TASK:
Retype the lines below without changing anything, covering every item in full.

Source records
┌──

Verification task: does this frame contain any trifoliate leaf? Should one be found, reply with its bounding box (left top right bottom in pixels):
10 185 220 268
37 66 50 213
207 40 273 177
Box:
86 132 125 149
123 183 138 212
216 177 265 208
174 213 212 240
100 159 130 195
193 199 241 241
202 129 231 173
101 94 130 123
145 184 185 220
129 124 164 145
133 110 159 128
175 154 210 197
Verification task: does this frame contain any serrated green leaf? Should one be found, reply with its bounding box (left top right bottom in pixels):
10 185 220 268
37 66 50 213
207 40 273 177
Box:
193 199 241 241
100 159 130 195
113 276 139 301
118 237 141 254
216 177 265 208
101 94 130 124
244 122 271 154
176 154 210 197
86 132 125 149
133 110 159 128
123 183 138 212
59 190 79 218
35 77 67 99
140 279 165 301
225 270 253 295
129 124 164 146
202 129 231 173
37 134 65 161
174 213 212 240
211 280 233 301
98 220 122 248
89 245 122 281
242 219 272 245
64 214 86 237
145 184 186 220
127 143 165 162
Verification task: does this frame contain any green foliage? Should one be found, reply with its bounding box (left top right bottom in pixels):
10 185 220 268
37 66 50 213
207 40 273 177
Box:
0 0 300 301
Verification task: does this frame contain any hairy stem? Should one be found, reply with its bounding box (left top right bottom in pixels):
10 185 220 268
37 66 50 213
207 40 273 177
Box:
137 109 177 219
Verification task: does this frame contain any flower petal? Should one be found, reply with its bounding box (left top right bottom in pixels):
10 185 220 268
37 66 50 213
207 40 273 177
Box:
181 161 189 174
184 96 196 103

└──

OUTPUT OF THE TASK:
Verification task: does this frame contain any trifoliate leaf? Should one be found, reply with its bounding box (left top right bottom in pixels):
10 185 220 268
37 66 50 213
207 40 273 177
Box:
86 132 125 149
123 183 138 212
216 177 265 208
174 213 212 240
100 159 130 195
193 199 241 241
202 129 231 173
101 94 130 123
145 184 185 220
129 124 164 145
133 110 159 128
175 154 210 197
Verification task: does this frame contain any serrated green leaf? Should one be found, reply with its bounding box (left top right bottom in pixels):
10 185 220 268
37 66 50 213
207 40 273 177
Box:
193 199 241 241
100 159 130 195
113 276 139 301
118 237 141 254
216 177 265 208
101 94 130 124
244 122 271 154
176 154 210 197
86 132 125 149
133 110 159 128
123 183 138 212
59 190 79 218
35 77 67 99
140 279 165 301
225 270 253 295
129 124 164 146
202 129 231 173
37 134 65 161
174 213 212 240
211 280 233 301
98 220 122 248
89 245 122 281
242 219 272 245
64 214 86 237
145 184 186 220
127 143 165 162
Verification task: does this frame contain any green foliage? Should one be found, reply with its bounding box (left top right bottom in pixels):
10 185 220 268
37 66 50 213
207 40 273 177
Box:
0 0 300 301
Verification task: does this frame contain any hairy stem? Should one be found, reply with its bounding box (left top right bottom in pixels):
10 185 220 268
37 66 50 213
207 40 273 177
Box:
137 109 177 219
Verification task: does this frame contain any flower petal? Should one be found, reply with its bounding box (left top right bottom in pixels):
10 185 220 268
37 66 50 213
207 40 273 177
Box:
181 161 189 174
184 96 196 103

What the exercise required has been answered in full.